Decide whether each statement below agrees with the Central Alberta Theatre article, answering yes or no and quoting the deciding words of the article. (a) Dinner theatre will be part of the coming season. (b) The Studio Theatre seats 45 people. (c) The board's choice was made for artistic reasons.

Document passage -
*** Block opens ***
Central Alberta Theatre will be serving up a different kind of season this fall and winter in Red Deer.
For the first time in decades, dinner theatre will not be offered.
Instead, CAT will be mounting five productions — ranging from comedies to the dramatic and thrilling — in the more intimate 45-seat Studio Theatre (formerly Nickle Studio), upstairs at the Memorial Centre.
This decision was made after the CAT board did some number-crunching and realized that continuing to have dinner theatre productions at Festival Hall was simply not viable, said board president Cynthia Edwards. "It was purely a budgetary decision (based on) the challenge of doing dinner theatre in a third-party venue."
Continuing to pay for catered meals on top of rent for the venue, at a time when theatre crowds have not yet returned to pre-COVID numbers was found to be not feasible, Edwards explained.
CAT will take a year to re-group by presenting five diverse plays and the one-act festival in the Studio theatre. Edwards said the situation will be re-assessed at the end of the season to see whether dinner theatres can be resumed.
*** Block closes ***
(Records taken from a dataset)
*** Block opens ***
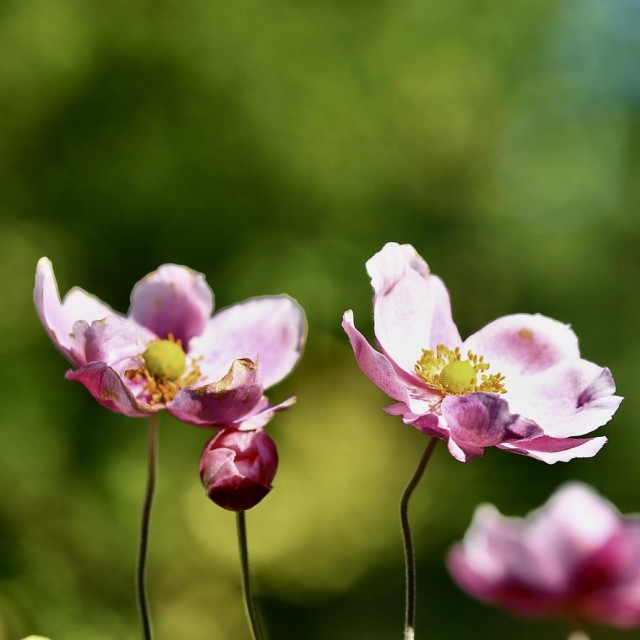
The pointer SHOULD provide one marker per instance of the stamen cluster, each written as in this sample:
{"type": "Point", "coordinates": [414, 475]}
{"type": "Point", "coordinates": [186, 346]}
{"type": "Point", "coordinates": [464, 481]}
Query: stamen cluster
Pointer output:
{"type": "Point", "coordinates": [162, 388]}
{"type": "Point", "coordinates": [448, 373]}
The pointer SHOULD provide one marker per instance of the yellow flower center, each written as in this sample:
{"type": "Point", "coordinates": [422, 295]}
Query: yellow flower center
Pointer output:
{"type": "Point", "coordinates": [165, 370]}
{"type": "Point", "coordinates": [448, 373]}
{"type": "Point", "coordinates": [165, 359]}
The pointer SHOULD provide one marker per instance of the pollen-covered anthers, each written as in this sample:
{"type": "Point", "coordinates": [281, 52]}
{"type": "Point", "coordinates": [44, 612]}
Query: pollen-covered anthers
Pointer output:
{"type": "Point", "coordinates": [165, 371]}
{"type": "Point", "coordinates": [447, 372]}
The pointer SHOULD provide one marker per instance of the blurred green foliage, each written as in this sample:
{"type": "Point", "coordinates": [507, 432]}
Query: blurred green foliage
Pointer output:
{"type": "Point", "coordinates": [276, 147]}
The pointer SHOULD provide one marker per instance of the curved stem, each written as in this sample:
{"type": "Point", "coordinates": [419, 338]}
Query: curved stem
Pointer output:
{"type": "Point", "coordinates": [254, 624]}
{"type": "Point", "coordinates": [152, 466]}
{"type": "Point", "coordinates": [409, 556]}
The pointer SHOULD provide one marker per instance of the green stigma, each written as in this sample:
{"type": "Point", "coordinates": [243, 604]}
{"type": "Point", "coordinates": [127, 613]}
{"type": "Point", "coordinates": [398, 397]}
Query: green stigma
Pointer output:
{"type": "Point", "coordinates": [165, 359]}
{"type": "Point", "coordinates": [458, 377]}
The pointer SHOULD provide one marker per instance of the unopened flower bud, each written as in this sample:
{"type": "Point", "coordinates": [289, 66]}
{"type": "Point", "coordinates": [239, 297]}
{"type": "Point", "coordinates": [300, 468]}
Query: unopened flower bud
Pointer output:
{"type": "Point", "coordinates": [238, 467]}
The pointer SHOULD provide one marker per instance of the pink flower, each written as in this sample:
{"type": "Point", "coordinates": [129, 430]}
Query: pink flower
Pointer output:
{"type": "Point", "coordinates": [518, 384]}
{"type": "Point", "coordinates": [576, 558]}
{"type": "Point", "coordinates": [168, 352]}
{"type": "Point", "coordinates": [238, 467]}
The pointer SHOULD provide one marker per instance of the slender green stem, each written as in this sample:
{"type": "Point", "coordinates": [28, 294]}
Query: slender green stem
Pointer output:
{"type": "Point", "coordinates": [152, 469]}
{"type": "Point", "coordinates": [254, 624]}
{"type": "Point", "coordinates": [409, 555]}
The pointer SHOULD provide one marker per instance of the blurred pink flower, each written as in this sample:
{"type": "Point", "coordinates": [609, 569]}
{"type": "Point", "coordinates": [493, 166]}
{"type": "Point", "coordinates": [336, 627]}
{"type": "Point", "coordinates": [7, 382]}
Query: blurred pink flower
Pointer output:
{"type": "Point", "coordinates": [168, 352]}
{"type": "Point", "coordinates": [575, 558]}
{"type": "Point", "coordinates": [237, 468]}
{"type": "Point", "coordinates": [518, 384]}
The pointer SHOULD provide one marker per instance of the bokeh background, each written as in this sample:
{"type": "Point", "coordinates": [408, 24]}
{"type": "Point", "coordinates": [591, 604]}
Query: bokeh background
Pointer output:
{"type": "Point", "coordinates": [275, 147]}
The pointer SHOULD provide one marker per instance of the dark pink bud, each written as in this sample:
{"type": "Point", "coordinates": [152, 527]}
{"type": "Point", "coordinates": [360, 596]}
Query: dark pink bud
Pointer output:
{"type": "Point", "coordinates": [238, 467]}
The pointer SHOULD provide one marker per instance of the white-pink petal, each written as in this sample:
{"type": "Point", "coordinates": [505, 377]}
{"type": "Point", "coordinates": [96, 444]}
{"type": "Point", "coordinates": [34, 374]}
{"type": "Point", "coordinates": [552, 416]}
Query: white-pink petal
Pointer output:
{"type": "Point", "coordinates": [172, 300]}
{"type": "Point", "coordinates": [58, 318]}
{"type": "Point", "coordinates": [412, 310]}
{"type": "Point", "coordinates": [268, 330]}
{"type": "Point", "coordinates": [570, 399]}
{"type": "Point", "coordinates": [523, 344]}
{"type": "Point", "coordinates": [552, 450]}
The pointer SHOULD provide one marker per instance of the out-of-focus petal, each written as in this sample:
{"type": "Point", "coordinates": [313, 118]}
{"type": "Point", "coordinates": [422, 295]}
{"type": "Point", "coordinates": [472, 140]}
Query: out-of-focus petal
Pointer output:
{"type": "Point", "coordinates": [270, 330]}
{"type": "Point", "coordinates": [412, 310]}
{"type": "Point", "coordinates": [522, 344]}
{"type": "Point", "coordinates": [570, 399]}
{"type": "Point", "coordinates": [58, 318]}
{"type": "Point", "coordinates": [222, 402]}
{"type": "Point", "coordinates": [172, 300]}
{"type": "Point", "coordinates": [576, 557]}
{"type": "Point", "coordinates": [109, 390]}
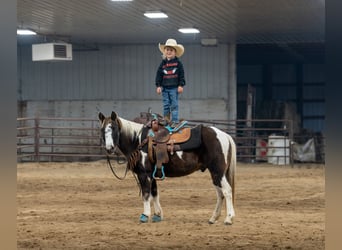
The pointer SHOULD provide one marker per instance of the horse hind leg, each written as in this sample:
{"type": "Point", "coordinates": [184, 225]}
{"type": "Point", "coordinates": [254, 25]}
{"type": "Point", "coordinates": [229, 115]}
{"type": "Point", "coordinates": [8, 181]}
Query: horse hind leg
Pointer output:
{"type": "Point", "coordinates": [218, 208]}
{"type": "Point", "coordinates": [158, 211]}
{"type": "Point", "coordinates": [228, 195]}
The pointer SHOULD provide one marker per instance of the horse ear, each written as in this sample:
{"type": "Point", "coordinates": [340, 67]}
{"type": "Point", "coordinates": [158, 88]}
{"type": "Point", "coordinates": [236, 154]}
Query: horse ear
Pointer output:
{"type": "Point", "coordinates": [101, 117]}
{"type": "Point", "coordinates": [114, 116]}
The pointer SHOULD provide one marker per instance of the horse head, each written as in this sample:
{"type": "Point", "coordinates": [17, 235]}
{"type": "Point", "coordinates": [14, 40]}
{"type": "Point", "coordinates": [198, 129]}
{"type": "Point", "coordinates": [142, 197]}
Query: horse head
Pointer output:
{"type": "Point", "coordinates": [110, 131]}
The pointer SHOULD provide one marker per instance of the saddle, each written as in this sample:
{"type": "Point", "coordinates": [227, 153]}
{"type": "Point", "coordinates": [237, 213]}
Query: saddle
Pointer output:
{"type": "Point", "coordinates": [163, 140]}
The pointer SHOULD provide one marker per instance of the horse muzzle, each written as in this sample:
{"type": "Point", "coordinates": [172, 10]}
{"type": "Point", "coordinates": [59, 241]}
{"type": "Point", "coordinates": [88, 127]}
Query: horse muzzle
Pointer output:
{"type": "Point", "coordinates": [110, 149]}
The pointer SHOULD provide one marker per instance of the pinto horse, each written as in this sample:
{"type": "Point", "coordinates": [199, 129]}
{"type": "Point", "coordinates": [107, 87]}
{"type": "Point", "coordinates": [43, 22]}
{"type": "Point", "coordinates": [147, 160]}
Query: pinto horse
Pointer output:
{"type": "Point", "coordinates": [217, 153]}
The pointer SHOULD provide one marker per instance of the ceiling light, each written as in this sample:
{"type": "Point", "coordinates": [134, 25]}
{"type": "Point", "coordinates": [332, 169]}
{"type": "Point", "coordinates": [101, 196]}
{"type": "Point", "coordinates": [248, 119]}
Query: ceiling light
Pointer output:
{"type": "Point", "coordinates": [155, 14]}
{"type": "Point", "coordinates": [188, 30]}
{"type": "Point", "coordinates": [25, 32]}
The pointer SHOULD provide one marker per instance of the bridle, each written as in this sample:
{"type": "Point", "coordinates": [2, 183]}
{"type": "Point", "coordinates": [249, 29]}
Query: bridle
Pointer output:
{"type": "Point", "coordinates": [116, 130]}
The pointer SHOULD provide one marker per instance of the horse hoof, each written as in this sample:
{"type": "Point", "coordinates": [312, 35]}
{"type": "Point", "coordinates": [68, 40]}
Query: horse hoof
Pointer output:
{"type": "Point", "coordinates": [228, 222]}
{"type": "Point", "coordinates": [143, 218]}
{"type": "Point", "coordinates": [156, 218]}
{"type": "Point", "coordinates": [211, 222]}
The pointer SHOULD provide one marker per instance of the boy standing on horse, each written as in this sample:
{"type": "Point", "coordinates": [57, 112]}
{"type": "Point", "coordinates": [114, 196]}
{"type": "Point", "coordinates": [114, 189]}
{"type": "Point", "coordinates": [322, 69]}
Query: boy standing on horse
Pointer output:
{"type": "Point", "coordinates": [170, 78]}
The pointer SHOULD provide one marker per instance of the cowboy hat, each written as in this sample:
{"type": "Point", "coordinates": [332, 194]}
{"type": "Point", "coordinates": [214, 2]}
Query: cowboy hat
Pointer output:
{"type": "Point", "coordinates": [172, 43]}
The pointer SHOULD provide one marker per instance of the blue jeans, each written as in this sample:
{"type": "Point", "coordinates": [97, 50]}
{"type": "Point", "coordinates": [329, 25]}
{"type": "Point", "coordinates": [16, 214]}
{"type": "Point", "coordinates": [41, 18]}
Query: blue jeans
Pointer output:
{"type": "Point", "coordinates": [170, 103]}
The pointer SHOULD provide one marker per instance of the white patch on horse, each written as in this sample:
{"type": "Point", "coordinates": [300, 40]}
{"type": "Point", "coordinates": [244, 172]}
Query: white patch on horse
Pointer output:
{"type": "Point", "coordinates": [180, 154]}
{"type": "Point", "coordinates": [224, 141]}
{"type": "Point", "coordinates": [131, 129]}
{"type": "Point", "coordinates": [108, 137]}
{"type": "Point", "coordinates": [143, 157]}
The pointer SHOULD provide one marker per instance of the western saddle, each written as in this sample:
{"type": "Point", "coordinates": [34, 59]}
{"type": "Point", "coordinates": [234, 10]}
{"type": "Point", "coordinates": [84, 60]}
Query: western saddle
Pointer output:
{"type": "Point", "coordinates": [163, 139]}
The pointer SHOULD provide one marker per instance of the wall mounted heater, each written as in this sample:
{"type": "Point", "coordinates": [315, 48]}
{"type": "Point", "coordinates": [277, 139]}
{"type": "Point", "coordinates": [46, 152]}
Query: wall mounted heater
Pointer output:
{"type": "Point", "coordinates": [52, 52]}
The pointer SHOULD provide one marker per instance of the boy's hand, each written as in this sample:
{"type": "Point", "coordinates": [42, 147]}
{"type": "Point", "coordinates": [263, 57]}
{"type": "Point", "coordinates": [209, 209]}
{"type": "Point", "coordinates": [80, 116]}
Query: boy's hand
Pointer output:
{"type": "Point", "coordinates": [158, 90]}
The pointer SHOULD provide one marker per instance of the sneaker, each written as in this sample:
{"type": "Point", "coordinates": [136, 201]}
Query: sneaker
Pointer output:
{"type": "Point", "coordinates": [173, 125]}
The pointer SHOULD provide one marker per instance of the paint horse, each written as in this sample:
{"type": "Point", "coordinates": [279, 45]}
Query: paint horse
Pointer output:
{"type": "Point", "coordinates": [216, 152]}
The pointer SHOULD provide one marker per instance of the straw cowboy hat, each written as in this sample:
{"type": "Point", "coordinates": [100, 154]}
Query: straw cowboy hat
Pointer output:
{"type": "Point", "coordinates": [172, 43]}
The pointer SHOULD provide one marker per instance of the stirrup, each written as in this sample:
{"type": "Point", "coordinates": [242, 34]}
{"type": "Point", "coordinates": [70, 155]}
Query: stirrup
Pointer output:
{"type": "Point", "coordinates": [154, 173]}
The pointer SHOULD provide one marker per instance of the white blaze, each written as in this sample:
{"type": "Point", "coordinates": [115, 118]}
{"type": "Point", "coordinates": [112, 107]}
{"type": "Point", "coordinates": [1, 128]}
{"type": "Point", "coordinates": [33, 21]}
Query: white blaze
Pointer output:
{"type": "Point", "coordinates": [108, 137]}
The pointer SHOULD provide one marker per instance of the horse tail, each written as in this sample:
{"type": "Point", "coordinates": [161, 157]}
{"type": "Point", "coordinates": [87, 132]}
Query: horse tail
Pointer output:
{"type": "Point", "coordinates": [232, 165]}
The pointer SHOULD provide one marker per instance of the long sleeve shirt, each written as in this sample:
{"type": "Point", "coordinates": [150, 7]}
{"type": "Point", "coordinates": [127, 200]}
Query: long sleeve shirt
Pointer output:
{"type": "Point", "coordinates": [170, 73]}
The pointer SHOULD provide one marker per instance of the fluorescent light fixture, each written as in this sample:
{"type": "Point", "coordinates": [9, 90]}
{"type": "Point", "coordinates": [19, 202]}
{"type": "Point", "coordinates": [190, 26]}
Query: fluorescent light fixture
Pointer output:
{"type": "Point", "coordinates": [25, 32]}
{"type": "Point", "coordinates": [188, 30]}
{"type": "Point", "coordinates": [209, 41]}
{"type": "Point", "coordinates": [155, 14]}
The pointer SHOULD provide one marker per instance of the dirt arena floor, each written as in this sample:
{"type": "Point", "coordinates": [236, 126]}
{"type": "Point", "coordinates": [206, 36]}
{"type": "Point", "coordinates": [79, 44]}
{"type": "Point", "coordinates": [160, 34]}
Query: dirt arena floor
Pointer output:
{"type": "Point", "coordinates": [82, 206]}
*** Block closes ***
Exercise answer -
(a) No: "For the first time in decades, dinner theatre will not be offered."
(b) Yes: "the more intimate 45-seat Studio Theatre"
(c) No: "It was purely a budgetary decision"